Armut: Lieber Kinderzuschlag als Hartz IV

Familienministerin will Kinderzuschlag vier Mal mehr Familien zukommen lassen als bisher. So soll die Zahl derer gesenkt werden, die Hartz IV beantragen, weil ihr Gehalt nicht für die Kinder reicht.

Soll mehr Geld haben. Bild: dpa

BERLIN taz Geringverdiener, die ihr Erwerbseinkommen durch Arbeitslosengeld II aufstocken, werden derzeit von der Politik heiß umworben. Jetzt prescht die CDU-Familienministerin vor, damit wenig verdienende Eltern künftig leichter einen Zuschlag aus der Familienkasse bekommen.

Der sogenannte Kinderzuschlag für Familien mit sehr geringem Einkommen soll künftig viermal so vielen Kindern zugutekommen wie bisher. Der Empfängerkreis solle von jetzt 124.000 auf 530.000 Kinder erweitert werden, sagte ein Sprecher von Bundesfamilienministerin Ursula von der Leyen (CDU) am Freitag in Berlin.

Mit dieser Reform, deren Details derzeit noch zwischen den Ressorts für Familie und Arbeit abgestimmt werden, will die Bundesregierung die Zahl jener Kinder senken, deren Familien Arbeitslosengeld II und Sozialgeld bekommen.

[Daten zur Platzierung von Punkten]
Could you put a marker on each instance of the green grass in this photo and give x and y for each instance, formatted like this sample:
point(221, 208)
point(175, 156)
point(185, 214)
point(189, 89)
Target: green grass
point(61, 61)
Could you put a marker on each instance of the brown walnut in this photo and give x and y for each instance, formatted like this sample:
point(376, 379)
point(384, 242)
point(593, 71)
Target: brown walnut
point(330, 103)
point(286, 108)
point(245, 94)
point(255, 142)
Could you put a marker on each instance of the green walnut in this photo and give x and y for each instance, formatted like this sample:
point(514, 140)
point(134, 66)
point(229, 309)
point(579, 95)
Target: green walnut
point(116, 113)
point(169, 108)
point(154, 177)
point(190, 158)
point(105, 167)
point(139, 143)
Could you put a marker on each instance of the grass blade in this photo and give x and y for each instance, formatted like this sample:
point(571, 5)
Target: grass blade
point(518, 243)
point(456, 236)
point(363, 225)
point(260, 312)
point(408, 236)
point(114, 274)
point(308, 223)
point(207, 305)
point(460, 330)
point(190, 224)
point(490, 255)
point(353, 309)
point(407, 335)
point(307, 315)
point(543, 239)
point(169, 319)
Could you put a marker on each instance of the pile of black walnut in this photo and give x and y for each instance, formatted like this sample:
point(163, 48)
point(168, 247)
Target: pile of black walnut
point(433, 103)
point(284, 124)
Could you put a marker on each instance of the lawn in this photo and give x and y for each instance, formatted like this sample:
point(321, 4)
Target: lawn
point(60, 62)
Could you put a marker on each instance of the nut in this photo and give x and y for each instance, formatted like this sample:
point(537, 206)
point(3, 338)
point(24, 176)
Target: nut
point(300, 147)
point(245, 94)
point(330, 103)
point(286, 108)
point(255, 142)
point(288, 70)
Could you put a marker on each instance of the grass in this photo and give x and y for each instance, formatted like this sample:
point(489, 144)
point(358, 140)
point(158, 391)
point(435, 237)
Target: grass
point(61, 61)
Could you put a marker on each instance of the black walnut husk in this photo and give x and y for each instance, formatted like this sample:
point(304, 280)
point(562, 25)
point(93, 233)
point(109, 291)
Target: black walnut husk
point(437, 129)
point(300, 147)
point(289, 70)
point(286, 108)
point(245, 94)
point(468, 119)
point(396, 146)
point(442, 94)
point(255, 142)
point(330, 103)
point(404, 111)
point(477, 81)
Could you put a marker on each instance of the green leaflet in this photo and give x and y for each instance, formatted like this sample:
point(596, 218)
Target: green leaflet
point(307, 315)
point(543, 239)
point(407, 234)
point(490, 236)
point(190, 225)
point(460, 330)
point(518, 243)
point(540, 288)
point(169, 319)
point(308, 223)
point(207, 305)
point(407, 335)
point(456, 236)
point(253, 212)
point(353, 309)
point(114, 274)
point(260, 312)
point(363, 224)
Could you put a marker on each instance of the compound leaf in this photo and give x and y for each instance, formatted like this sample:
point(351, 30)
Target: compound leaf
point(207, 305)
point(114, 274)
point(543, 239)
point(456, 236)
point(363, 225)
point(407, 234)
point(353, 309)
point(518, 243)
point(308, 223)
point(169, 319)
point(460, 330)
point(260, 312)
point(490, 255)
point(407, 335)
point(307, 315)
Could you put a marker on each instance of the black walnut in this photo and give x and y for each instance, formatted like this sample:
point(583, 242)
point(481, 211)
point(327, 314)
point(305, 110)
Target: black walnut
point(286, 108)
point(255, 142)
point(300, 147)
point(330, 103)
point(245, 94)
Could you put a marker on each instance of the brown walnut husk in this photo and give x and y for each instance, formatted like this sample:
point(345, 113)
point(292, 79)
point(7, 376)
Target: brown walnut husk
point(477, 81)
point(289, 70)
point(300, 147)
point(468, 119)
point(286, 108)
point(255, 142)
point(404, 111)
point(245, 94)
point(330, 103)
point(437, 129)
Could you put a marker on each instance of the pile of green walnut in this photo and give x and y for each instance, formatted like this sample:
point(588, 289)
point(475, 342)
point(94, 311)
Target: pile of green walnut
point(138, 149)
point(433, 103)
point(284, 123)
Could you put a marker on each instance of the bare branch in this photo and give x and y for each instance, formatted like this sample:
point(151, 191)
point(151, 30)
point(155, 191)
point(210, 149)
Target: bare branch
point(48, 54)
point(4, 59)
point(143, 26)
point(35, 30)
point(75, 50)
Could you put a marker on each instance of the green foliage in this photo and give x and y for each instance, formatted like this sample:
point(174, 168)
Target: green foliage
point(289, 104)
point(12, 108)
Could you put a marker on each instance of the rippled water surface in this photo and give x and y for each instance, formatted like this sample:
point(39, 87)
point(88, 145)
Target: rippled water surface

GESTELLTE AUFGABE 1: Auf wie viele Kinder soll der Empfängerkreis laut dem Text zum Kinderzuschlag erweitert werden?
GESTELLTE AUFGABE 2: Führen Sie den Text zum Kinderzuschlag im Anschluss an seinen letzten Satz weiter.
Die Daten sind eigenständiges Material und stehen unabhängig vom Text zum Kinderzuschlag.

LÖSUNG 1: Auf 530.000 Kinder.

LÖSUNG 2:
Den Kinderzuschlag gibt es zwar schon seit 2005, aber die allermeisten Anträge auf diese Leistung wurden bislang abgelehnt, weil die Voraussetzungen sehr eng gefasst sind. Der Kinderzuschlag in Höhe von maximal 140 Euro pro Kind und Monat wird an Eltern gezahlt, die zwar ihren eigenen Unterhalt bestreiten können, aber nicht den ihrer Kinder. Zugrunde gelegt werden dabei die Bedarfsrechnungen für Hartz-IV-Empfänger.

Laut einer Beispielrechnung aus dem Merkblatt der Familienkasse bekommt ein Ehepaar mit zwei Kindern den Kinderzuschlag nur dann, wenn das Erwerbseinkommen der Eltern über 1.051 Euro liegt, aber auch nicht höher ist als 1.331 Euro netto im Monat. Ist das Arbeitseinkommen geringer, haben die Eltern Anspruch auf aufstockendes Arbeitslosengeld II.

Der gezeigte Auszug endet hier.